◆ **Challenge**:
Raise every number in the point coordinates by 126 and write out again the part of the lines that opens with the line containing "planter -> point" and closes with the last line, keeping the requests in place. Leave the pictures out of your answer.

◆ **Task input**:
—————

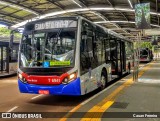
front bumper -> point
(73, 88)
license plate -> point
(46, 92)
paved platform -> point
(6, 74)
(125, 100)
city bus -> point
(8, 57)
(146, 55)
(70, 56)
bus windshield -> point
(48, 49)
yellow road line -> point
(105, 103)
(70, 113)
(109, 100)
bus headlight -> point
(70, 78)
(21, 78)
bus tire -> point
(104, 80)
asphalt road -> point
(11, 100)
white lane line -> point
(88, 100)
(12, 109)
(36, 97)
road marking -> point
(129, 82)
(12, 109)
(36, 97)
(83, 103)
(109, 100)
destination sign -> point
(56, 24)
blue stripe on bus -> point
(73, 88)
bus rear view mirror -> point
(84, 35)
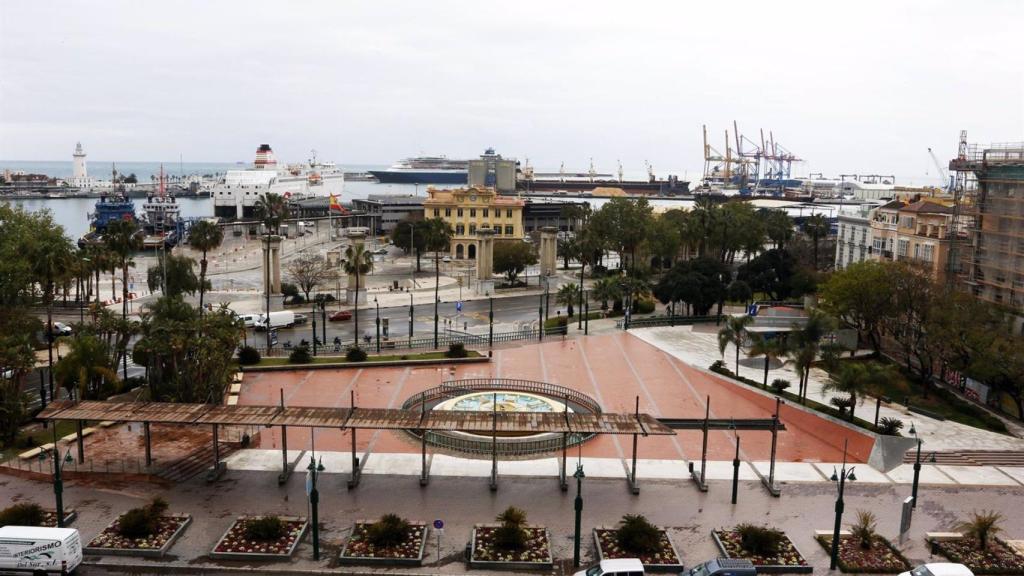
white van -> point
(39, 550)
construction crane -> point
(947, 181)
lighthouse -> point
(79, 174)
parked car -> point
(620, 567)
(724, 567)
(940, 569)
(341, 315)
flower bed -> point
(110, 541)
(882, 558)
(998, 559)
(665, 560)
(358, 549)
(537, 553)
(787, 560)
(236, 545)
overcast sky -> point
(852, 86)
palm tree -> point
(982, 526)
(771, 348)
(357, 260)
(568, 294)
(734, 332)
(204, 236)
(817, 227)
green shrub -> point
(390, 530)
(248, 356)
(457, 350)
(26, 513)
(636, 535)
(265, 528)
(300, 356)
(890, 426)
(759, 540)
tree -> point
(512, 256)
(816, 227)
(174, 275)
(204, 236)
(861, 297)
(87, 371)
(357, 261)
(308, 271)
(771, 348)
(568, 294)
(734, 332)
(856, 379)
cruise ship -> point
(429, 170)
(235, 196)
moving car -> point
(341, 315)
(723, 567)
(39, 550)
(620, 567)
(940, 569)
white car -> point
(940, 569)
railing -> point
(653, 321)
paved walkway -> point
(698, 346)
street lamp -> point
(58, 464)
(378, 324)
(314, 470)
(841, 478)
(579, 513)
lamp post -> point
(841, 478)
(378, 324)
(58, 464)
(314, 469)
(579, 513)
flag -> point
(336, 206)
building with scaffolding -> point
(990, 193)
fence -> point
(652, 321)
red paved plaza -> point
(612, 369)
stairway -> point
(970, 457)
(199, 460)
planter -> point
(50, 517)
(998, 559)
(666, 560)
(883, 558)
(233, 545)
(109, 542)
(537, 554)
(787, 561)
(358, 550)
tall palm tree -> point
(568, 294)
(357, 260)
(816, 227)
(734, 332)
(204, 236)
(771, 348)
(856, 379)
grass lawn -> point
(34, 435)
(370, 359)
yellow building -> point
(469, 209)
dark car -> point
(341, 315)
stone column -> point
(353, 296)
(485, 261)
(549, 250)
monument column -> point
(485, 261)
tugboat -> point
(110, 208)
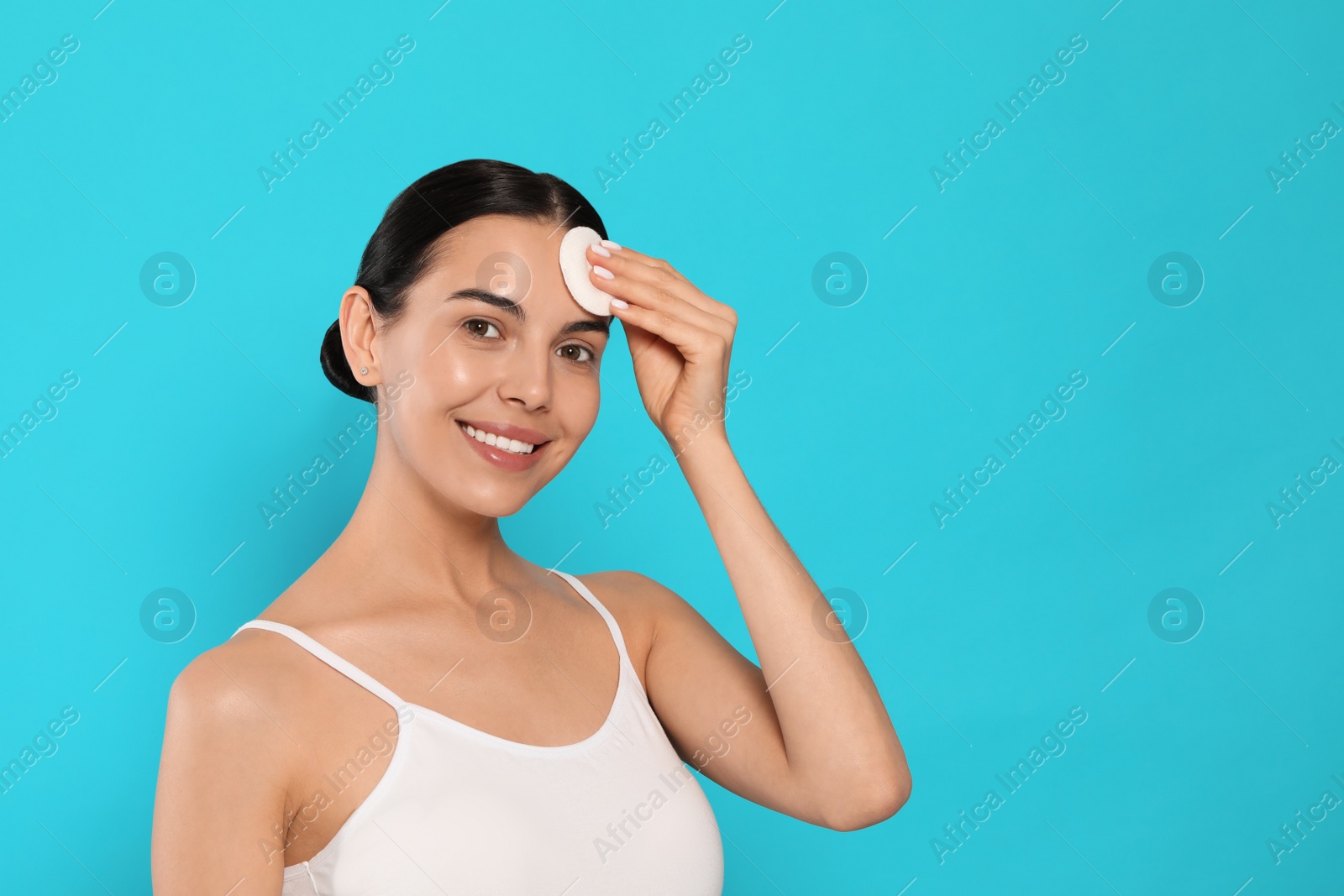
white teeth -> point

—————

◆ **Answer to the exercise**:
planter -> point
(176, 643)
(1124, 685)
(792, 686)
(1009, 684)
(359, 671)
(235, 668)
(663, 680)
(913, 687)
(484, 676)
tall palm tree -> point
(694, 420)
(483, 386)
(942, 353)
(860, 458)
(330, 362)
(897, 474)
(982, 505)
grass lawn -> point
(160, 561)
(496, 485)
yellow building -> point
(595, 335)
dark car -> point
(467, 441)
stone column -> point
(479, 422)
(611, 387)
(675, 376)
monument column -> point
(611, 387)
tugboat -> point
(236, 334)
white teeth -> point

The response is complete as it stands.